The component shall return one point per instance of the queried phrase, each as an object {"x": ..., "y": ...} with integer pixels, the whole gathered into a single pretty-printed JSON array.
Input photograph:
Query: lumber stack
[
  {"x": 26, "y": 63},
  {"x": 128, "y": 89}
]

> _What is needed_: Please convert every line of the records above into a numbered list, leaving out any blank lines.

> _Answer to this problem_:
1. The component shall return one point per instance of the queried phrase, each as an object {"x": ..., "y": ...} with integer pixels, the whole gathered into a single pretty-printed JSON array.
2. Input photograph:
3. Query: lumber stack
4. [
5.   {"x": 26, "y": 63},
6.   {"x": 128, "y": 89}
7. ]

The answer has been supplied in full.